Description of the task
Pick out every line in the material below that contains the word "blurred" and copy each of those lines in full.

Source records
········
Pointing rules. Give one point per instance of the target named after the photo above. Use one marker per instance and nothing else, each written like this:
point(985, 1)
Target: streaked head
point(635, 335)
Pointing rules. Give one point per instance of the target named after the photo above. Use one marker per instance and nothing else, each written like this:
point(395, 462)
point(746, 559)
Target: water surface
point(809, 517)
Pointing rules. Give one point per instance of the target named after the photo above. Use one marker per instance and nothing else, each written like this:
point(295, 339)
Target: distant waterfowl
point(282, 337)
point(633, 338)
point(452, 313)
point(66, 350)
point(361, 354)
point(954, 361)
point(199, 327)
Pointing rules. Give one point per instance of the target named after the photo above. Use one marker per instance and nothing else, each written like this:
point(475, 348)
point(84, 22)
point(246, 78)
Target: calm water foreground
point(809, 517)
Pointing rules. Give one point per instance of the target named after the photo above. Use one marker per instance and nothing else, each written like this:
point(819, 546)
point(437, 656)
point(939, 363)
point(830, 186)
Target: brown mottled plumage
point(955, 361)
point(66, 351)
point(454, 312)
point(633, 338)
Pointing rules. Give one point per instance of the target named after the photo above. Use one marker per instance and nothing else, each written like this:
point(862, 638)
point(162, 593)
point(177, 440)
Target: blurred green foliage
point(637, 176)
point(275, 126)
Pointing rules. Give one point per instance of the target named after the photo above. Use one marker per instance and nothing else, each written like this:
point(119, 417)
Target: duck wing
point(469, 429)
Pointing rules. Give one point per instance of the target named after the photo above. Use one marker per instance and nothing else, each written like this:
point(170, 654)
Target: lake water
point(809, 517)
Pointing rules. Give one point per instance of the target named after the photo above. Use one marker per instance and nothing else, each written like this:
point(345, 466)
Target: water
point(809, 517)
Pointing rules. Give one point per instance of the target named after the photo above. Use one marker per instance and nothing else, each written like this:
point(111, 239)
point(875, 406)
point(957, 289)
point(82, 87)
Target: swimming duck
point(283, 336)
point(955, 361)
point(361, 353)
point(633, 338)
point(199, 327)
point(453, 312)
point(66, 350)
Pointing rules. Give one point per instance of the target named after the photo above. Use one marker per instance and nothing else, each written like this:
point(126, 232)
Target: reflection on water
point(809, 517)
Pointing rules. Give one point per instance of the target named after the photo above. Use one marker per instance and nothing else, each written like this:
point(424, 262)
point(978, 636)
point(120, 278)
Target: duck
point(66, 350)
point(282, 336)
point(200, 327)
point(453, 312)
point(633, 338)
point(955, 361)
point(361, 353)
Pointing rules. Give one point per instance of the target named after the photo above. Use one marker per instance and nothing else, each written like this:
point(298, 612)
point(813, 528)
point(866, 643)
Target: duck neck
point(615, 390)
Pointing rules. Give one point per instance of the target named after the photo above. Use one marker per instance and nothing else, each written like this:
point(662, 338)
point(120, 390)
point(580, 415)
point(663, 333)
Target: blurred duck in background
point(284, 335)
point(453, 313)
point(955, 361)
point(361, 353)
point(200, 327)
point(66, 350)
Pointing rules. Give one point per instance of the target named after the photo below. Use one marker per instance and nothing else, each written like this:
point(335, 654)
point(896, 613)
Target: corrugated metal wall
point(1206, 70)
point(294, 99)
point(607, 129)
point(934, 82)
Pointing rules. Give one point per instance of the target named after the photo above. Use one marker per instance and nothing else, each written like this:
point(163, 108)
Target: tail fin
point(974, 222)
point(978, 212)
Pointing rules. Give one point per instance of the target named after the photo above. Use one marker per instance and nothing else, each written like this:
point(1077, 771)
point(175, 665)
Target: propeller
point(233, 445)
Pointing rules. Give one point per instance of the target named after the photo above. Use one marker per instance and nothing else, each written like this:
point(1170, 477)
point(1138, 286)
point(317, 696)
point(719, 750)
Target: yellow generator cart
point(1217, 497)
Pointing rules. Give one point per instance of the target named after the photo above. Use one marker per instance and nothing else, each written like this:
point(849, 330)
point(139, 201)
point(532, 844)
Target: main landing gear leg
········
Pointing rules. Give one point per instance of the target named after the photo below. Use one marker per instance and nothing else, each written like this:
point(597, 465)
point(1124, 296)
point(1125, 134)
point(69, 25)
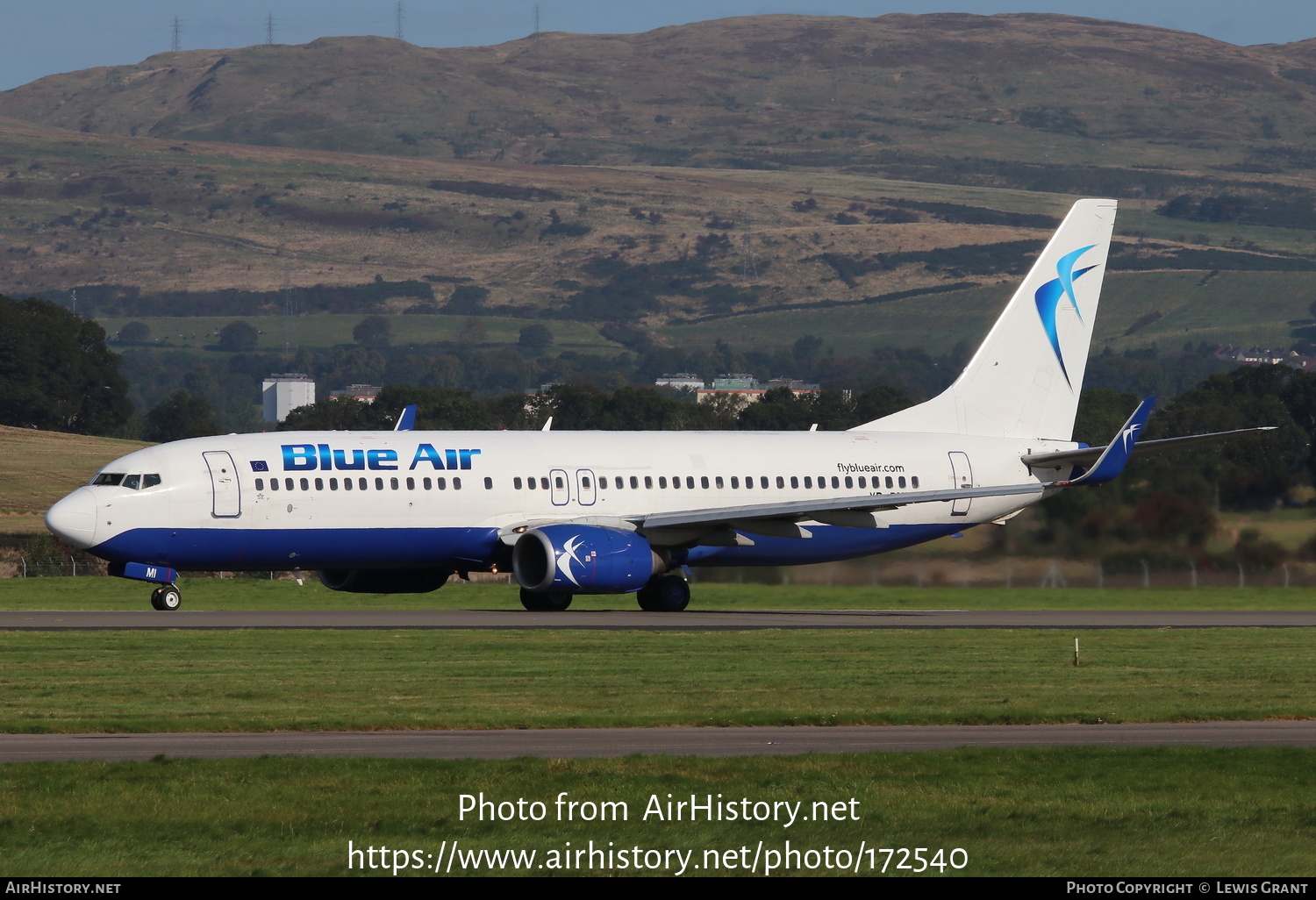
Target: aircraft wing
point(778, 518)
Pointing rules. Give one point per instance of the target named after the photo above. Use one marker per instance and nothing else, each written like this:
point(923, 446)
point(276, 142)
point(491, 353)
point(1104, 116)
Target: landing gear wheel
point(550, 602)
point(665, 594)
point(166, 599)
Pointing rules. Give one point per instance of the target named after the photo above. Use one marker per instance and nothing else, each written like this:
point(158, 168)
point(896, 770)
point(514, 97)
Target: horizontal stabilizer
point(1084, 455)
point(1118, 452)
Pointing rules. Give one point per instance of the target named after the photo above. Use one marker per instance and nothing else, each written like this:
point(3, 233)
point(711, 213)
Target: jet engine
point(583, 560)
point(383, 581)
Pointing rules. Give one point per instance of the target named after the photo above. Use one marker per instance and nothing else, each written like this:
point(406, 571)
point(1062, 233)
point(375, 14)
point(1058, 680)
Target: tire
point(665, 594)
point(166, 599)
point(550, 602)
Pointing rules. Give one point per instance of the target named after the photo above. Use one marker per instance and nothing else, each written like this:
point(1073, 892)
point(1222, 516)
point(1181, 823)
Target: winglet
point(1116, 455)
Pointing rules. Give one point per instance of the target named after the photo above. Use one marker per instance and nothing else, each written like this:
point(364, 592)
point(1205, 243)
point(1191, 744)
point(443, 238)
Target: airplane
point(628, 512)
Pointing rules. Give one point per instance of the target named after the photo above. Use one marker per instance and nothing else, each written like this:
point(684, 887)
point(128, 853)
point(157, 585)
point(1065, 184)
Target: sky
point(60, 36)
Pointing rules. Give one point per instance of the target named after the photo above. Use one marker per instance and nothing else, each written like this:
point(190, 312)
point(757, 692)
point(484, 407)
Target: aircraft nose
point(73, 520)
········
Result for this exercise
Target: blurred green foliage
Target: blurred duck in background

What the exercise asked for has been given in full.